--- Exercise description ---
Search the material for "formatted" and show all lines that contain it.

--- Input records ---
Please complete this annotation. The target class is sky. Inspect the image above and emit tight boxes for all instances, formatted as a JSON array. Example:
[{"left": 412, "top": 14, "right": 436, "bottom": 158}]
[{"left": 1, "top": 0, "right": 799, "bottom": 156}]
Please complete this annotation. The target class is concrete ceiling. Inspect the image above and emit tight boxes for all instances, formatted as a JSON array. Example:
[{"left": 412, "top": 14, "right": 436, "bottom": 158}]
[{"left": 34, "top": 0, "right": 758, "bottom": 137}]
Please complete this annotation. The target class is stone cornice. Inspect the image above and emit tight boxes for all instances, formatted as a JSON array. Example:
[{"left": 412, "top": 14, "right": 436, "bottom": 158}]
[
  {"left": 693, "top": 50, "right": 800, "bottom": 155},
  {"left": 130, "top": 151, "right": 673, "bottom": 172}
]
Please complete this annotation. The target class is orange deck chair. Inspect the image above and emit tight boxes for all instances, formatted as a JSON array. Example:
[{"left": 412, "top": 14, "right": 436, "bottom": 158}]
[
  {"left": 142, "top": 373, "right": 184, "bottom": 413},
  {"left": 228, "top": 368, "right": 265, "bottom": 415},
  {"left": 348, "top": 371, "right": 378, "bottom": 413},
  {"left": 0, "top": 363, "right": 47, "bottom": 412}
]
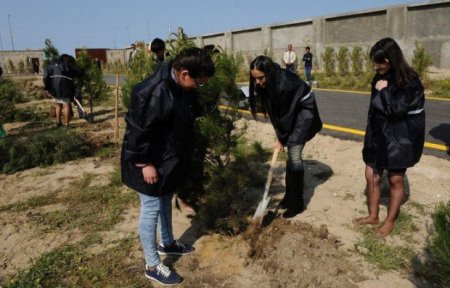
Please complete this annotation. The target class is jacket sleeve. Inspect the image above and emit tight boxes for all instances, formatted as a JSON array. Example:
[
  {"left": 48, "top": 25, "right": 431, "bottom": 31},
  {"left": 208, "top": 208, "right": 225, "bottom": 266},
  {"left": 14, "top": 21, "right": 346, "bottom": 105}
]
[
  {"left": 370, "top": 79, "right": 424, "bottom": 117},
  {"left": 121, "top": 84, "right": 167, "bottom": 165}
]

--- Response to this task ---
Please complete this annotation. The target class is sky. Inspect the image above and emit tight boxes for all instances, formatted as a JSON array. Example:
Please complete this annotation. The target class is concrete ceiling. Inspect the image above and emit tight boxes for all instances, formatted as a JSON array. Example:
Please complete this annotation. The target class is stone cornice. Inspect the image above and emit tight boxes for all instances, formatted as a JSON array. Example:
Please complete this annotation. The target class is orange deck chair. Inspect the image above and emit tight boxes for all instances, formatted as a JSON array. Example:
Please complete this annotation. The target class is jacket sleeve. Inspect the image above and emit tight boxes for all instances, formatted as a JSON array. Example:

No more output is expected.